● Work item:
Write out each line of the entries below that holds the word "bowl".

BEGIN Data in this exercise

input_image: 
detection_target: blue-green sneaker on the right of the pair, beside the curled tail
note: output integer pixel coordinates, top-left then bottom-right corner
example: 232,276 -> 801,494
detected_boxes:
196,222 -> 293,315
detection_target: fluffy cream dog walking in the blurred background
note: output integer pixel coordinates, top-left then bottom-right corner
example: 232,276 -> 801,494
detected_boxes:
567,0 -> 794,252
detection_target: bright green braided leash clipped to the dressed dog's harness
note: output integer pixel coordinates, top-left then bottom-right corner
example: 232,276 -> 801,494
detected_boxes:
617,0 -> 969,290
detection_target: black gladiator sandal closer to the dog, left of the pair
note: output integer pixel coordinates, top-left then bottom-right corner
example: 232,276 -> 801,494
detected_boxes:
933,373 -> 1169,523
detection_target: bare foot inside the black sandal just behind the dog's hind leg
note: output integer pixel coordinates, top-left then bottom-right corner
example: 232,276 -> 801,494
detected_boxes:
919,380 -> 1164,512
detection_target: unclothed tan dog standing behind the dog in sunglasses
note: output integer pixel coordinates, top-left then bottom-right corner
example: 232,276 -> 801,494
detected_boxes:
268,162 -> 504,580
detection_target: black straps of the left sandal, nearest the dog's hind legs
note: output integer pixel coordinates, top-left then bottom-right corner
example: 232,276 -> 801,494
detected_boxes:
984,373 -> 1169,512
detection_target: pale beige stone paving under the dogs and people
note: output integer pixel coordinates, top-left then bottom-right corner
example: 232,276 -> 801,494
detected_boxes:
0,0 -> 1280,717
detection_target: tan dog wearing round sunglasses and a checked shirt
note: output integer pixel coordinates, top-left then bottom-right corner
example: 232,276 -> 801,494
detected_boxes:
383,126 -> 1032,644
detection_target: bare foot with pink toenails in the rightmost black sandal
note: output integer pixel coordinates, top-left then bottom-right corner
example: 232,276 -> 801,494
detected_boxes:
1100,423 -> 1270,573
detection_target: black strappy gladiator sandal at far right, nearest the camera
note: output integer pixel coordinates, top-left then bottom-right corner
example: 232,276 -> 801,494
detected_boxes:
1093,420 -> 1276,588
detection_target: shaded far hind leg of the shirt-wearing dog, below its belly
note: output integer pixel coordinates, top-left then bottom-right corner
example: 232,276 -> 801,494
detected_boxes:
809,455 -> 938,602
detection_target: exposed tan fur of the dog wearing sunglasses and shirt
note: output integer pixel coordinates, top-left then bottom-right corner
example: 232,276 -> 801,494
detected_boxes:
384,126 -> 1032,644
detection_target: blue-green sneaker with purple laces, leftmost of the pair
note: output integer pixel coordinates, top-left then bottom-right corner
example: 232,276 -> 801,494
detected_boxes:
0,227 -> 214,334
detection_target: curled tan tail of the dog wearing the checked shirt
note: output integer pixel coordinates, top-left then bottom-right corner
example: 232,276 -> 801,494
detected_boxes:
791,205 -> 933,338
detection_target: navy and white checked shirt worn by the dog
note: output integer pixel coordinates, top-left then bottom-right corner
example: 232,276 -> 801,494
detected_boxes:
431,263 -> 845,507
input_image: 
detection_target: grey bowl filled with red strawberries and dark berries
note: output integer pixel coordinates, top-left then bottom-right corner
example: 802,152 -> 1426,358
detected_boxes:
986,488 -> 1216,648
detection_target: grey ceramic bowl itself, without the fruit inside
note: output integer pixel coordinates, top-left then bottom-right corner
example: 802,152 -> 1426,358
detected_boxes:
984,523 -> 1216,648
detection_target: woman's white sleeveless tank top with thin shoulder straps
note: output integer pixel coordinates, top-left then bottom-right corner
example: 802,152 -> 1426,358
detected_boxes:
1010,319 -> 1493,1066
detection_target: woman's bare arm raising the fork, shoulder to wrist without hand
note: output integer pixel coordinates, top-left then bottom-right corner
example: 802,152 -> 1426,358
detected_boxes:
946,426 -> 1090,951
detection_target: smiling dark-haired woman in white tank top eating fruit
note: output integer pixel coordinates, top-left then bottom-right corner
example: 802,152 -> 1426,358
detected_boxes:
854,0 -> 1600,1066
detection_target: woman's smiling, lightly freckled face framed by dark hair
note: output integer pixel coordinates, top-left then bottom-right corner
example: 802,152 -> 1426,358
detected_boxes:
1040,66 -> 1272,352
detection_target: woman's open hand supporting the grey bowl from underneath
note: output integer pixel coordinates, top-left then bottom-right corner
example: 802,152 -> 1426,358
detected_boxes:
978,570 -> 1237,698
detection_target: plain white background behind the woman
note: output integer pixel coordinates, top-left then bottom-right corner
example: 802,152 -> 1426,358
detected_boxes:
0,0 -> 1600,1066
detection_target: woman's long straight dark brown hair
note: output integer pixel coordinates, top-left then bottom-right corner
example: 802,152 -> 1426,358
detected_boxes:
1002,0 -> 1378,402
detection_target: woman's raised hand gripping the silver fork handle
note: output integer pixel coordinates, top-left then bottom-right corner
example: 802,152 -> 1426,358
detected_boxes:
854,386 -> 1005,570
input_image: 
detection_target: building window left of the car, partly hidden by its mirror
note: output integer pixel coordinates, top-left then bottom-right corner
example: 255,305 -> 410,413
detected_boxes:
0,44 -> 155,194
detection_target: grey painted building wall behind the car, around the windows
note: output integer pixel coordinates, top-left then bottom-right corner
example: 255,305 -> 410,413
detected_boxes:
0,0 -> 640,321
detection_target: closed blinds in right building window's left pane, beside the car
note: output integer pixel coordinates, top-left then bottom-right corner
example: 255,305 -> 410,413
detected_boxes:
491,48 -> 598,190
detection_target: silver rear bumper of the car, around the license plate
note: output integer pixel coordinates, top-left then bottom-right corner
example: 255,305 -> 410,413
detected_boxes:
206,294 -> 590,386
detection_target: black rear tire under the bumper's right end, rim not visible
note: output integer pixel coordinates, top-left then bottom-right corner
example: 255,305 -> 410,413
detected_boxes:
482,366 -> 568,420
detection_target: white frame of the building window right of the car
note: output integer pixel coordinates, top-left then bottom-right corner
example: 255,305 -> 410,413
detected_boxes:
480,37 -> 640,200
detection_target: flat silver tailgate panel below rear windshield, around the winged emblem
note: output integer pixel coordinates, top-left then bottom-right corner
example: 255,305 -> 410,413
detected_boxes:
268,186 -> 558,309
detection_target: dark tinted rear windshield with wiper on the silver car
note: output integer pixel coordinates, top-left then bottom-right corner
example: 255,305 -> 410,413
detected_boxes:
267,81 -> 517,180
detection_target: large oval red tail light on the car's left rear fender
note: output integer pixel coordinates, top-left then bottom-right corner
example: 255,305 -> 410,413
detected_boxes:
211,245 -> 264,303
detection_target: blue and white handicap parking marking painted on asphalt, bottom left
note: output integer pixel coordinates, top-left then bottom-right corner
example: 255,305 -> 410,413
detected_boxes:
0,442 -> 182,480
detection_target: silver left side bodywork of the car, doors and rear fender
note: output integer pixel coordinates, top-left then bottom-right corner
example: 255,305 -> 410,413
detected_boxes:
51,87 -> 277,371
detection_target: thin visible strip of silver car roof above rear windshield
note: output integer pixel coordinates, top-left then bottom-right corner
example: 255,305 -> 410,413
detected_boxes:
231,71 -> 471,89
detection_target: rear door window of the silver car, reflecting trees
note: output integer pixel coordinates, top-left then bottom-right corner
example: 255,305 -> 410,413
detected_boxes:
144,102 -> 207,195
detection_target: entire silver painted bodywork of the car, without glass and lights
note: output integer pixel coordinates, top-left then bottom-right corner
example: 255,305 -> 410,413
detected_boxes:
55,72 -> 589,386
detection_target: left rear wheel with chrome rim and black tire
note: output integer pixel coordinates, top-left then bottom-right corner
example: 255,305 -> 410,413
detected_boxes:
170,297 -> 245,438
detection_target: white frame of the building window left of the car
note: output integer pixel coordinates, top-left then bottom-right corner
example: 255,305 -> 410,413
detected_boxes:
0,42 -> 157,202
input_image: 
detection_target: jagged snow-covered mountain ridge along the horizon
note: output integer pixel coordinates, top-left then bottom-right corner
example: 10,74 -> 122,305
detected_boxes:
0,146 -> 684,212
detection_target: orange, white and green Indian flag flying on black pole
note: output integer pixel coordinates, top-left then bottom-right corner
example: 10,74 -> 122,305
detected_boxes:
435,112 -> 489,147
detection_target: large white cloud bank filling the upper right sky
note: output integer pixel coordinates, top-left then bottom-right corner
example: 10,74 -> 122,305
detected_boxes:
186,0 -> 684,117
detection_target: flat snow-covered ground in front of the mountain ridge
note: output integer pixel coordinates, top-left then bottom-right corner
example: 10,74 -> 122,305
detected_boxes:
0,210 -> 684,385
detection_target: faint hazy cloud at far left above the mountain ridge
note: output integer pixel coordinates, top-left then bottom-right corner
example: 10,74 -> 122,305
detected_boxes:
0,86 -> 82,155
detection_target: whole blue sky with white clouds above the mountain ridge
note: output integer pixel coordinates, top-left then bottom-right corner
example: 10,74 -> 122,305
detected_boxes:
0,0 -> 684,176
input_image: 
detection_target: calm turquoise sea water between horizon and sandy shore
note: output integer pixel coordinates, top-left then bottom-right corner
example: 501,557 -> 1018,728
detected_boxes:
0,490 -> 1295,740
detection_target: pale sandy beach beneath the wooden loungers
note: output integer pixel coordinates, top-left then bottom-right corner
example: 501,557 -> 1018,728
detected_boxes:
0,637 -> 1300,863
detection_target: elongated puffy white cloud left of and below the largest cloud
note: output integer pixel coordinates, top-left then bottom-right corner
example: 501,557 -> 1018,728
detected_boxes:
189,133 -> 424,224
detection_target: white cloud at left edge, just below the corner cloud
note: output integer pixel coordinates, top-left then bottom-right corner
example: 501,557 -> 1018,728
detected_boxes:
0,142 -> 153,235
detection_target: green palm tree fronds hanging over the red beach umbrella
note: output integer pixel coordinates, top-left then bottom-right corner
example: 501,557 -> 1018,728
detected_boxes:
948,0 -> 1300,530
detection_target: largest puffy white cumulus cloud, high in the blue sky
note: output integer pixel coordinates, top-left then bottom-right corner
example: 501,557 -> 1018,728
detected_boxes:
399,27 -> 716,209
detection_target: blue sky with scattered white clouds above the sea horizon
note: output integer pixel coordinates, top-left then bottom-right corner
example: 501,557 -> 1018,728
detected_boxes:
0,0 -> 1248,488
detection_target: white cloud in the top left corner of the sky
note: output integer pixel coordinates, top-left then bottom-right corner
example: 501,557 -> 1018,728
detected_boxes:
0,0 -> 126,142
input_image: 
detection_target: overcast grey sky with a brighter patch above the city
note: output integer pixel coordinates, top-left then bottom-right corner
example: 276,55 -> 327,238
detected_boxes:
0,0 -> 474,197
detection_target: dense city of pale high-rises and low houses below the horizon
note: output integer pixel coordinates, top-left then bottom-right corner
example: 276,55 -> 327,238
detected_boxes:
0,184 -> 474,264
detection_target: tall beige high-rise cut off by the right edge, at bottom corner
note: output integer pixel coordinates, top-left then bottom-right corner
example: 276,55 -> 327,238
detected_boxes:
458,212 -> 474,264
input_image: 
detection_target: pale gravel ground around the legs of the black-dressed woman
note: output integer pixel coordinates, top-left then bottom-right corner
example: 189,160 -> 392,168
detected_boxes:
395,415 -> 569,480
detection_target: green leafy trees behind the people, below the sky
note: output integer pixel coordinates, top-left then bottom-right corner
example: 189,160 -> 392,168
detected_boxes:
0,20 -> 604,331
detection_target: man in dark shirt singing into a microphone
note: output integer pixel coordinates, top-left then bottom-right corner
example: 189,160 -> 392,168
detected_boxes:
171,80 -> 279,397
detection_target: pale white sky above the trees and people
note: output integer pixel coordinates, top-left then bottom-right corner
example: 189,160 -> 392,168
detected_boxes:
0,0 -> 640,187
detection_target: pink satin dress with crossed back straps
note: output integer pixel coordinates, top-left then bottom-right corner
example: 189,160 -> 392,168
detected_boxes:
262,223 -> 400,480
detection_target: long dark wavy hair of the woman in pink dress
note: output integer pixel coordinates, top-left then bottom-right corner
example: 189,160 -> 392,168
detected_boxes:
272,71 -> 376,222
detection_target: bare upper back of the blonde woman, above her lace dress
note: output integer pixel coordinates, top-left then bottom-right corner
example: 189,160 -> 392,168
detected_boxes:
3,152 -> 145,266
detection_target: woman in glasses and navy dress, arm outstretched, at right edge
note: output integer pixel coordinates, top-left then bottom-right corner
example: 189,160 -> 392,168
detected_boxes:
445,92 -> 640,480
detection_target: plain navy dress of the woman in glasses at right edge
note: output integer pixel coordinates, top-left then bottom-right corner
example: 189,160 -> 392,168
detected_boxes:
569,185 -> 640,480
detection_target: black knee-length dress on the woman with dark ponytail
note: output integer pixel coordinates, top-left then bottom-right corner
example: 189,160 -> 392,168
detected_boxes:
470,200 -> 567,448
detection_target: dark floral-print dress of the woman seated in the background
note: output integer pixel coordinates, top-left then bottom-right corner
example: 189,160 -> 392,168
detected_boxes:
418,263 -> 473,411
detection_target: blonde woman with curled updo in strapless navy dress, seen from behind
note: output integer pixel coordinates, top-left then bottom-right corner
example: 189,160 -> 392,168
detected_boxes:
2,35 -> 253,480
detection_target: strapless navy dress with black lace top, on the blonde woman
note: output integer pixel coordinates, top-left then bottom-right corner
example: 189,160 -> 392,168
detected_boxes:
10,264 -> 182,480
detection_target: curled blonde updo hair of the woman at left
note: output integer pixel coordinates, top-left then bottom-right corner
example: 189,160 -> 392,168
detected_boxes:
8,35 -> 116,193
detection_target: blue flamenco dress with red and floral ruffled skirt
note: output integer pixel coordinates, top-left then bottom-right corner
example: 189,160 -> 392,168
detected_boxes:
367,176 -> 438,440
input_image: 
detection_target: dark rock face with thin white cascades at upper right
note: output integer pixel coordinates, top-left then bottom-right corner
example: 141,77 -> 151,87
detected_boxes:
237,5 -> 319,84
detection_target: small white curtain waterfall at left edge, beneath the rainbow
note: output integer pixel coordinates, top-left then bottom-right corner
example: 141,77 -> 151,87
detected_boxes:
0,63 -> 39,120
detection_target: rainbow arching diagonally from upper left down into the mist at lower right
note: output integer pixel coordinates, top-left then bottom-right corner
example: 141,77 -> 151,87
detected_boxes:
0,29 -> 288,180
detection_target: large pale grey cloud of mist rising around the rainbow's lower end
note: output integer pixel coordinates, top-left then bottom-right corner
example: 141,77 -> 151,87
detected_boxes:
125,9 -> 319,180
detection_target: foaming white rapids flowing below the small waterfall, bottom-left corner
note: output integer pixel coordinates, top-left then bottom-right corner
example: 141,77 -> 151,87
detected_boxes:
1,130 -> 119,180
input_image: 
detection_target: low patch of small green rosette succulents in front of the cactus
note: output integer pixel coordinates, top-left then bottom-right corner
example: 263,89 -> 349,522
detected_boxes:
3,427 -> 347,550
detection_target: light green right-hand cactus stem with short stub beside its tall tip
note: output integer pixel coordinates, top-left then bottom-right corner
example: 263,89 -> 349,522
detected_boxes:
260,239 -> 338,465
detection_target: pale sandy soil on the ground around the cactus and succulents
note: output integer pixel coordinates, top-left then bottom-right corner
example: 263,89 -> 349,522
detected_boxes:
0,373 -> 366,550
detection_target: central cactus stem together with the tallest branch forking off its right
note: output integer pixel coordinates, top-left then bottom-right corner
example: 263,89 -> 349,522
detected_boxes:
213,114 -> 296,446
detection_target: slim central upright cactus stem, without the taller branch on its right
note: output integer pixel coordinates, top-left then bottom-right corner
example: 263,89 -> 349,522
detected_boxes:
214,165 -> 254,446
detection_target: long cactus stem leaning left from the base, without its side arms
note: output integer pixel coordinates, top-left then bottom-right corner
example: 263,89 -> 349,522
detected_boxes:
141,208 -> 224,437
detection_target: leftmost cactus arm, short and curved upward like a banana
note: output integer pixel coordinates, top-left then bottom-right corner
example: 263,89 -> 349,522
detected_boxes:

END Data in this exercise

● Solved exercise:
detection_target: grey bowl filled with red strawberries and dark berries
detection_target: grey ceramic bowl itself, without the fruit inside
detection_target: woman's open hand supporting the grey bowl from underneath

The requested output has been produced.